◆ Data to examine:

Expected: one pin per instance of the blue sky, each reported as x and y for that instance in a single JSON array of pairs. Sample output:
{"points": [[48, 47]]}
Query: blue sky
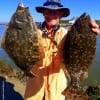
{"points": [[77, 7]]}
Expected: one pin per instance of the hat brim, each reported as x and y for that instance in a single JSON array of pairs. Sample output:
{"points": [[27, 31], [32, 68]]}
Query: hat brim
{"points": [[62, 9]]}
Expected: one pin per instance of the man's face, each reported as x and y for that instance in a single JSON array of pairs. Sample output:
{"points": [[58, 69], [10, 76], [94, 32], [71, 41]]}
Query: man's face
{"points": [[52, 17]]}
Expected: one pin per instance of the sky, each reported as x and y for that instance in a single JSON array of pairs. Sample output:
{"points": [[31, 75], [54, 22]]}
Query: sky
{"points": [[77, 7]]}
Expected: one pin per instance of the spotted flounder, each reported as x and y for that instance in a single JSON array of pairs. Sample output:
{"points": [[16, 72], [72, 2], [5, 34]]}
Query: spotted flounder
{"points": [[21, 40], [78, 52]]}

◆ What is required: An exact reproduction of the material is needed, without its images.

◆ Task answer:
Expected: one pin per instance of the blue sky, each reported as x and y for that instance in a single JSON array of pairs. Sample output:
{"points": [[48, 47]]}
Query: blue sky
{"points": [[77, 7]]}
Expected: one pin per instance of the hat brim, each reported as x and y for that instance in a single JSON array of pairs. Sample output:
{"points": [[27, 31], [32, 68]]}
Query: hat brim
{"points": [[62, 9]]}
Expected: one pin per instance of the man's face, each reported as x and y for that instance in a single JSON array of pairs. Sample output:
{"points": [[58, 69], [10, 76], [94, 32], [71, 41]]}
Query: man's face
{"points": [[52, 17]]}
Expected: one pin per instance of the sky, each reported as x and y for that instance in a single JSON array of pairs. Sample output:
{"points": [[31, 75], [54, 22]]}
Query: sky
{"points": [[77, 7]]}
Expected: one pin per instance of the spotted flounder, each reported as x and y for that instance in a single JSON array of pairs. Sample output:
{"points": [[16, 72], [72, 2], [5, 34]]}
Query: spotted flounder
{"points": [[21, 40], [78, 52]]}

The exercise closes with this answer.